### Stored data entries
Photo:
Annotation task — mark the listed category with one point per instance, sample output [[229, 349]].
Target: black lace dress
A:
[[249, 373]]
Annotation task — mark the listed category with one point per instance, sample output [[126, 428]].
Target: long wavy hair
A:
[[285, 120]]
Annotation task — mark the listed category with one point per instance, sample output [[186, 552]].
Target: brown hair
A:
* * *
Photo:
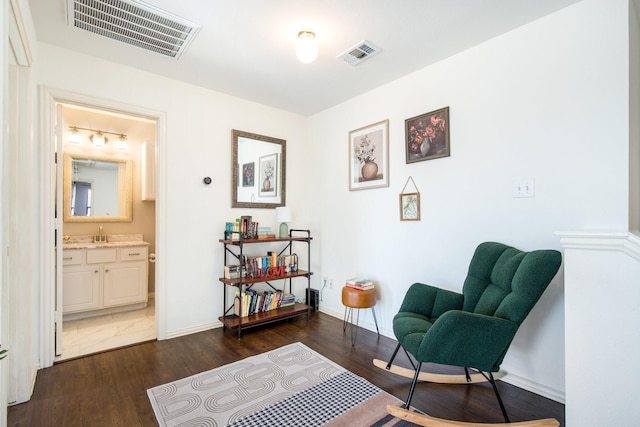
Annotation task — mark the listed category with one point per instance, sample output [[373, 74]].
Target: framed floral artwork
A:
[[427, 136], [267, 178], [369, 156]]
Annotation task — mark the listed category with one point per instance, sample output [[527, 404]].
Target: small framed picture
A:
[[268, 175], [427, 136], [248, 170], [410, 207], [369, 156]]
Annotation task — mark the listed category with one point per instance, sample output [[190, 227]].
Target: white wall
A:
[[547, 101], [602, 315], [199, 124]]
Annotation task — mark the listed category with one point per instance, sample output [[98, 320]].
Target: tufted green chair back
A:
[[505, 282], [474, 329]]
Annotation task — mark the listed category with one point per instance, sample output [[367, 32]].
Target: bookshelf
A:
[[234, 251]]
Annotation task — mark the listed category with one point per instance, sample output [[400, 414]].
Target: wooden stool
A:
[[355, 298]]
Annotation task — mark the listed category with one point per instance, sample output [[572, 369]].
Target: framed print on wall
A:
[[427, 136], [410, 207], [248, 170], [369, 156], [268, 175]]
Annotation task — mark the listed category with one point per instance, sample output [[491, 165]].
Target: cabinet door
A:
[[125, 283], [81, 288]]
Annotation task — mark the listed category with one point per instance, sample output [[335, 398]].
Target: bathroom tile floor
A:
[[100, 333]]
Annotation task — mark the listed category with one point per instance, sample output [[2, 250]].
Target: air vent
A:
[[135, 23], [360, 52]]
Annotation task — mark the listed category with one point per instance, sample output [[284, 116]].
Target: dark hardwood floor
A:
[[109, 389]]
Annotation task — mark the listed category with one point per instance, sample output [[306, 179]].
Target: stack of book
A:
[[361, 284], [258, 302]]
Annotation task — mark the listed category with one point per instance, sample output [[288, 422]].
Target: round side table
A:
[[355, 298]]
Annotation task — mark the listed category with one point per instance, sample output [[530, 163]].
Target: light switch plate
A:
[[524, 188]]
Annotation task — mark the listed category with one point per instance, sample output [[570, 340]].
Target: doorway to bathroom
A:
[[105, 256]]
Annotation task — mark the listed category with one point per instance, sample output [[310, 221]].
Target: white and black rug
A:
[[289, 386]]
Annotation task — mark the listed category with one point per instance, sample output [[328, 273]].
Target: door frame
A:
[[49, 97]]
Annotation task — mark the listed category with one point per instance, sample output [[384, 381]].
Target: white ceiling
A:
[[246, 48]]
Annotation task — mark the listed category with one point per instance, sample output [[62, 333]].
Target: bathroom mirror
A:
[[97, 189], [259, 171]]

### PROBLEM TO SOLVE
If a line in the entries above contains the word "white", copy it.

### REPLY TO THE TASK
Target: white wall
Target: white and black rug
Target: white ceiling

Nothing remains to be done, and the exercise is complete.